## BEGIN DATASET

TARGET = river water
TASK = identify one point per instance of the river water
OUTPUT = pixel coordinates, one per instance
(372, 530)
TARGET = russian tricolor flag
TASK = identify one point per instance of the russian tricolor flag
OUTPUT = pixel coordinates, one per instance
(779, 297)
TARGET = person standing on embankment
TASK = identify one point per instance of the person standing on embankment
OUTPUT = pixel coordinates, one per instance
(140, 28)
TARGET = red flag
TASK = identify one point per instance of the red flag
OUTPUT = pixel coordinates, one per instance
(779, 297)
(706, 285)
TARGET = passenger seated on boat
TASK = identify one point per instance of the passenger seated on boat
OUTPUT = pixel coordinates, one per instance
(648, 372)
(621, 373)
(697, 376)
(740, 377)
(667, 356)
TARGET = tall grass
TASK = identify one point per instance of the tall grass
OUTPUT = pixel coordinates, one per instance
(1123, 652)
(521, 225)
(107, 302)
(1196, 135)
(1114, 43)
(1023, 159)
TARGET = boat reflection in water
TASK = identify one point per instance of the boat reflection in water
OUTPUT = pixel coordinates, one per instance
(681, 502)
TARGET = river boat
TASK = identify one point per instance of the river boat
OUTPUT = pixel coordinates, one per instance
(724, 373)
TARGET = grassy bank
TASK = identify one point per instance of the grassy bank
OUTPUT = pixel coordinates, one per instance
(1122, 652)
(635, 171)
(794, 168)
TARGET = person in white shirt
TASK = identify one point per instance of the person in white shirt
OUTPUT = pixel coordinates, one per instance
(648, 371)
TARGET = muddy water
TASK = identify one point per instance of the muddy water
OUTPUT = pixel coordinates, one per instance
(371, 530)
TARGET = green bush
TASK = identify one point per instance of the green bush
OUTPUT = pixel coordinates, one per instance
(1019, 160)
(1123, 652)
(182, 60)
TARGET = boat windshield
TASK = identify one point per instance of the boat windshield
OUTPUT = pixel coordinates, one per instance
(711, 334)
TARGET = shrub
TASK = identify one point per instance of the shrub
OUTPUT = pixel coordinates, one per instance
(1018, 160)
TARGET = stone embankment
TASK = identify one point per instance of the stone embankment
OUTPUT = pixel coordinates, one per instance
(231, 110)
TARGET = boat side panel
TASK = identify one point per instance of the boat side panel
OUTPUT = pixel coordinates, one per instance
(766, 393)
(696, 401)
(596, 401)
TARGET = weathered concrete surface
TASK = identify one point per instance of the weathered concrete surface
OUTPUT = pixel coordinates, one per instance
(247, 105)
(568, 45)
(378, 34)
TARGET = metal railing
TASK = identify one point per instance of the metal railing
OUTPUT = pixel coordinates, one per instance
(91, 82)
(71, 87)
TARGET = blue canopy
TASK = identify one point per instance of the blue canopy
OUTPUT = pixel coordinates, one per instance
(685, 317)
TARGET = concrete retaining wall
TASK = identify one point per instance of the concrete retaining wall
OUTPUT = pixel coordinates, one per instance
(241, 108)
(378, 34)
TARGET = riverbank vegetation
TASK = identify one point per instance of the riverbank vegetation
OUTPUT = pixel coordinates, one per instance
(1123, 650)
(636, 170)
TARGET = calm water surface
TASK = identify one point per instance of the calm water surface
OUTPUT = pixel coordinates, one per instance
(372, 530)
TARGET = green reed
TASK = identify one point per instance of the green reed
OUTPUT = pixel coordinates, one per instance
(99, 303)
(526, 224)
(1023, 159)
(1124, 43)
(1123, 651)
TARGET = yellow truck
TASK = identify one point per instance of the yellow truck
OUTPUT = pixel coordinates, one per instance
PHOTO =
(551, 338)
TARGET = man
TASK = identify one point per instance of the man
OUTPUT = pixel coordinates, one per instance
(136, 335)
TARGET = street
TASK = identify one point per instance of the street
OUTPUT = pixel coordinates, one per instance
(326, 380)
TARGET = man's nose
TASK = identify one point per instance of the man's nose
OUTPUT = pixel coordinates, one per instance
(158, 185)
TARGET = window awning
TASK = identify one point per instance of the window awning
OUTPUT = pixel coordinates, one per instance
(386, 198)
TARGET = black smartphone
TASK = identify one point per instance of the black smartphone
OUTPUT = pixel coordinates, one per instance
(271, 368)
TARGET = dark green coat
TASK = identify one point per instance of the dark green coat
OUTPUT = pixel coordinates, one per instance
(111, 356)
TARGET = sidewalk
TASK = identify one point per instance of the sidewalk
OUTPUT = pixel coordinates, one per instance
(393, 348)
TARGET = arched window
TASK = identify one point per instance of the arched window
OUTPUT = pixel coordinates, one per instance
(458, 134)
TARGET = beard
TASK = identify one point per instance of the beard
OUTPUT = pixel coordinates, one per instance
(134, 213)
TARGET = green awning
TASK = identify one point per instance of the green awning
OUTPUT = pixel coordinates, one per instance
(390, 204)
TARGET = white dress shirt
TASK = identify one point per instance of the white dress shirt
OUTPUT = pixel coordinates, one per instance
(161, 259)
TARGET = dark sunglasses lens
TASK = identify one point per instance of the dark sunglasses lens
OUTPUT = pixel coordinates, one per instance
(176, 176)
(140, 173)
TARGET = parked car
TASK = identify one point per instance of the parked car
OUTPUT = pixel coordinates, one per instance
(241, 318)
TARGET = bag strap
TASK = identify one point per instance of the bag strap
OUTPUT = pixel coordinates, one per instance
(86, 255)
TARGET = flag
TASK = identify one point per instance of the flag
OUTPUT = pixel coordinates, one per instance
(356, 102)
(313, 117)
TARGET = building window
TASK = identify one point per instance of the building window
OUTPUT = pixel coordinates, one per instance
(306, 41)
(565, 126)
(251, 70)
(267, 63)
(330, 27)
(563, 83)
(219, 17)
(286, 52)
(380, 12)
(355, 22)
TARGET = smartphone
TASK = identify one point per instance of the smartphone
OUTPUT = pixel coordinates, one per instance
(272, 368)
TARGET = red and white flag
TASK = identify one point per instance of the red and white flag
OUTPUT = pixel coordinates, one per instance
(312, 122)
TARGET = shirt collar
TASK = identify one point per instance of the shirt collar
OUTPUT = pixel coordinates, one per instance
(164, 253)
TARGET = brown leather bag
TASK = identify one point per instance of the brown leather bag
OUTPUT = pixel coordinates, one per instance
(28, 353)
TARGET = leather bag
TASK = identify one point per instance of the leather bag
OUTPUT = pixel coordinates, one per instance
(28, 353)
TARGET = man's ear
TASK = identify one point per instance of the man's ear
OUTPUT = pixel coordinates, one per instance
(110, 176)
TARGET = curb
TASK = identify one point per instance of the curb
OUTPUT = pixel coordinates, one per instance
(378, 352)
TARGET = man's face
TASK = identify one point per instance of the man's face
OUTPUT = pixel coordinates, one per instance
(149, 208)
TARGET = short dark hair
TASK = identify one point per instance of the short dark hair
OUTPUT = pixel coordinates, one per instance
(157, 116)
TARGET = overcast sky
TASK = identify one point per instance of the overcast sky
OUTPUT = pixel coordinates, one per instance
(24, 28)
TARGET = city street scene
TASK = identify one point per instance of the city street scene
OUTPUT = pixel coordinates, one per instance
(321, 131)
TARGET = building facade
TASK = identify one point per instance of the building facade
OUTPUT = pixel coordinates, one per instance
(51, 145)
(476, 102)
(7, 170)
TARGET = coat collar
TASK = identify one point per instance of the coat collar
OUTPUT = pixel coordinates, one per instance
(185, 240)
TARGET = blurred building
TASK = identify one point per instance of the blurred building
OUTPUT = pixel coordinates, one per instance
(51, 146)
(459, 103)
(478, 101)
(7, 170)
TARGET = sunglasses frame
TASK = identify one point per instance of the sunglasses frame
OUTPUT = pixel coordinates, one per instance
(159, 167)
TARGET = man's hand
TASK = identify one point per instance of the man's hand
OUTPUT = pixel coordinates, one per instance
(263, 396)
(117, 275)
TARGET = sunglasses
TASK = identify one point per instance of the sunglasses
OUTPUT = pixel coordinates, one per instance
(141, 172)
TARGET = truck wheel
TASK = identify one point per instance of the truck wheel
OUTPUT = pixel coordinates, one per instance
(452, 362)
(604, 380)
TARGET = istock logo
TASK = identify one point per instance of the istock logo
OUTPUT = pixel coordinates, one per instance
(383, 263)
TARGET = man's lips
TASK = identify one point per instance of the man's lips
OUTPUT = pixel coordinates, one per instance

## END DATASET

# [WHAT IS ASKED]
Can you repeat every line, starting at the one containing "TARGET = truck wheel" and ending at the last line of the records, with the requests included and each pixel coordinate in the answers scaled by 2.1 and rounded to a whole number (halves round up)?

# [REPLY]
TARGET = truck wheel
TASK = identify one point per instance of the truck wheel
OUTPUT = pixel coordinates, one per instance
(949, 760)
(1268, 798)
TARGET = istock logo
TASK = identify one point per instance of the istock logo
OUTPUT = pixel coordinates, one per instance
(804, 552)
TARGET = man's lips
TASK = identify one point per instance of the man's lips
OUTPUT = pixel coordinates, one per instance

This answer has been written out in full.